» Selected passage
====
# Do your poodles swim?



## Olie (Oct 10, 2009)

Olie is still young but our dog park has a huge lake the dogs go swimming and I have one behind my home, and the beach too.

What age did your dog start? And how did you get them interested?


----------



## KPoos (Aug 29, 2009)

I'm such a bum but I don't take Harry to the beach. It's so much work with all the sand and everything I've just been a bum about it and now it's too cold to go. The beach isn't going anywhere so maybe we'll take him soon. 

I do know that he can swim because he's gone swimming at his breeder's house in her pool. He loves the water. As soon as the hose is on he's jumping around and trying to get his gallon of water in the mouth. Silly thing.


----------



## jak (Aug 15, 2009)

When we got Saffy at 3 1/2, I don't think she'd ever been in water ever, other than to be groomed.
So we took her to the beach, and she didn't want to get in, but did when we enticed her in, that's where good recall is handy, especially if they know they have to not matter what. She would sort of jump in like a lamb not wanting to be in there, then run out and shake all over.
I guess what I'm trying to say, is just make it fun.

And when we went camping beside a river for a week last summer (christmas), she was at first hesitant and would only go in briefly. But when she saw how much fun we were having, on the last day, she voluntary went in by herself, cos she figured it'd be fun too!

So, I can't wait until next summer when we go again.


----------



## Poodle Lover (Mar 24, 2008)

My guys love, love, love the beach and fetching the ball out of the water is Romeo's favorite, but he doesn't like the deep water. If he can't feel the bottom he won't swim. lol That's where Brandy comes in, she is my swimmer (who usually doesn't fetch a ball) and when the ball in thrown into the water too far, I just tell her to save the ball and she swims out to save it. She will only bring it to the place where Romeo is waiting in the shallow end and immediately drop it for him. They are quite a team.
====
Source records

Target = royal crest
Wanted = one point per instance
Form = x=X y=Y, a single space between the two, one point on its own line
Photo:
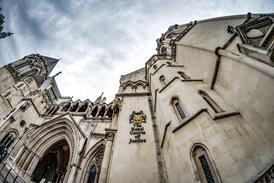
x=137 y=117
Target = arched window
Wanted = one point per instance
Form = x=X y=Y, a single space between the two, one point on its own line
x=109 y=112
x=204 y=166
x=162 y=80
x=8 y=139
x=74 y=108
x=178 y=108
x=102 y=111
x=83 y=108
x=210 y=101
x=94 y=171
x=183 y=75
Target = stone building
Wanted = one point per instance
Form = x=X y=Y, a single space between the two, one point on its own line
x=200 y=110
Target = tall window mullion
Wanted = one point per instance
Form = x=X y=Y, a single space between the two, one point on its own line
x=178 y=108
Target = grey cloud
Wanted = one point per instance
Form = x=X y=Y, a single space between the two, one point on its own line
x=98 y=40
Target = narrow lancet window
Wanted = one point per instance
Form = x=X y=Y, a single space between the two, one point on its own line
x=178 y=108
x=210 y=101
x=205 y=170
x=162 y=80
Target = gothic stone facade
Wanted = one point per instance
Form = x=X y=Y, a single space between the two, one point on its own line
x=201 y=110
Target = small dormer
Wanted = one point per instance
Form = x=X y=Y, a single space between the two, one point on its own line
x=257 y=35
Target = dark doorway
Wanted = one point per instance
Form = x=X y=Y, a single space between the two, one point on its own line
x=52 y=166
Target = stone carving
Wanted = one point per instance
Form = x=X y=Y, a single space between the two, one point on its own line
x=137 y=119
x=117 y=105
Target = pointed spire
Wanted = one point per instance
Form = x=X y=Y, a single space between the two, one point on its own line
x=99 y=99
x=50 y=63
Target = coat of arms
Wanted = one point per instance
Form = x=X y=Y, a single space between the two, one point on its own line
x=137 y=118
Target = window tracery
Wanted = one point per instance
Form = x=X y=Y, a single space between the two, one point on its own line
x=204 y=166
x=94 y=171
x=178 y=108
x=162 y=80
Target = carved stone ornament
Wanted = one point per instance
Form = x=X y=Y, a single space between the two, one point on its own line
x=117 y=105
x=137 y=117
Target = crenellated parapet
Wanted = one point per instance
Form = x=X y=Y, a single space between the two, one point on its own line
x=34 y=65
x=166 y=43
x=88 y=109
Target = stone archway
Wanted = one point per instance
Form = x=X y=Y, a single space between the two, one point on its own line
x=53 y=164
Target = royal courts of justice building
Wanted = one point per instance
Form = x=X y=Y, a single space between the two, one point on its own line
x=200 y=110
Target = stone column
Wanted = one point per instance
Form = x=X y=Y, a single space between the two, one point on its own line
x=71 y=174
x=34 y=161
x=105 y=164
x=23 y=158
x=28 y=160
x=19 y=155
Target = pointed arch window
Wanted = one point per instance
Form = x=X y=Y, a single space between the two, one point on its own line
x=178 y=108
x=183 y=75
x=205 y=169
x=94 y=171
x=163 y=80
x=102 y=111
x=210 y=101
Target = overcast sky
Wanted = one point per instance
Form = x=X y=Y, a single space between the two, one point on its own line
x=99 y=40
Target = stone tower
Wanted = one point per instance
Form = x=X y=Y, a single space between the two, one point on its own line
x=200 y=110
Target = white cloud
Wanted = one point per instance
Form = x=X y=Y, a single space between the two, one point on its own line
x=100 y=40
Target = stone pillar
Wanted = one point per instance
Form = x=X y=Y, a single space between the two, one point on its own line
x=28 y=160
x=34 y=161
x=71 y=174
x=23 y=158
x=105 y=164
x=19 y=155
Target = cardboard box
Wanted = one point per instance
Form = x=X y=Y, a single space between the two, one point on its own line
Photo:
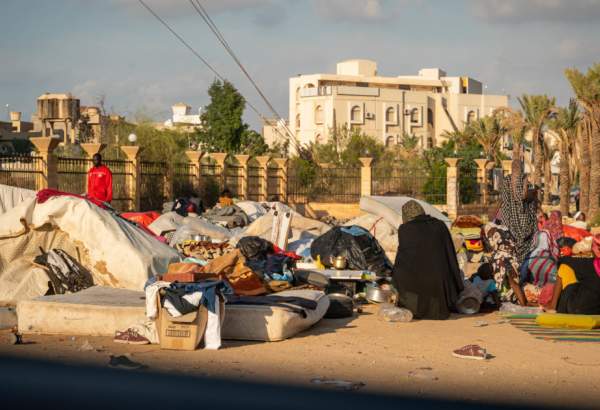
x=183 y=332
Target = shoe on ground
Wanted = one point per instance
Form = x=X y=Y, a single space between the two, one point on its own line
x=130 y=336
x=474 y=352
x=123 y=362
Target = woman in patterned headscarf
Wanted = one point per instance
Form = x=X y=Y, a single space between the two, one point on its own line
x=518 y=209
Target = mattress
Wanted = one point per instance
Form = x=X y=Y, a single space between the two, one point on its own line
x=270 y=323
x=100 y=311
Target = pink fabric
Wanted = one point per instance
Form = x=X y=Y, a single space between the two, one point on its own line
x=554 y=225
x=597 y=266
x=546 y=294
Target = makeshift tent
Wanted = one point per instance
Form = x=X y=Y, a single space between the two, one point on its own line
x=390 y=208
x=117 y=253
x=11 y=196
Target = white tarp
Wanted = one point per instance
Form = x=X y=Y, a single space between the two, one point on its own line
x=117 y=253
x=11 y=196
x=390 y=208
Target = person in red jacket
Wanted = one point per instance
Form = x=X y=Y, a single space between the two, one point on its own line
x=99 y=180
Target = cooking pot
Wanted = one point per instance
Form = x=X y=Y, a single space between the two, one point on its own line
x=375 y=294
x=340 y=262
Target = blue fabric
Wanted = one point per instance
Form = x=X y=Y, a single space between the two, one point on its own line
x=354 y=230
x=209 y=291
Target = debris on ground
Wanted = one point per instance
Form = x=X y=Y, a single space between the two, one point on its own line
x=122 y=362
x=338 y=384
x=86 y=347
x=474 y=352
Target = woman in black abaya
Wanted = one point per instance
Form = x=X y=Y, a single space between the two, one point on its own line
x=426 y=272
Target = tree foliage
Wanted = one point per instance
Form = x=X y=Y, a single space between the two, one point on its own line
====
» Short task 1
Answer these about the poodle swimming thread:
(a) Where has Harry gone swimming?
(b) How old was Saffy when she was taken in?
(c) Which dog swims out to save the ball when it is thrown too far?
» Short task 2
Put this sentence from the poodle swimming thread into Spanish: "The beach isn't going anywhere so maybe we'll take him soon."
» Short task 3
Write down the stretch of the poodle swimming thread from "I'm such a bum" through "to be groomed.".

» Exercise answer 1
(a) In his breeder's pool at her house.
(b) 3 1/2.
(c) Brandy.

» Exercise answer 2
La playa no se va a ir a ninguna parte, así que tal vez lo llevemos pronto.

» Exercise answer 3
I'm such a bum but I don't take Harry to the beach. It's so much work with all the sand and everything I've just been a bum about it and now it's too cold to go. The beach isn't going anywhere so maybe we'll take him soon. 

I do know that he can swim because he's gone swimming at his breeder's house in her pool. He loves the water. As soon as the hose is on he's jumping around and trying to get his gallon of water in the mouth. Silly thing.


----------



## jak (Aug 15, 2009)

When we got Saffy at 3 1/2, I don't think she'd ever been in water ever, other than to be groomed.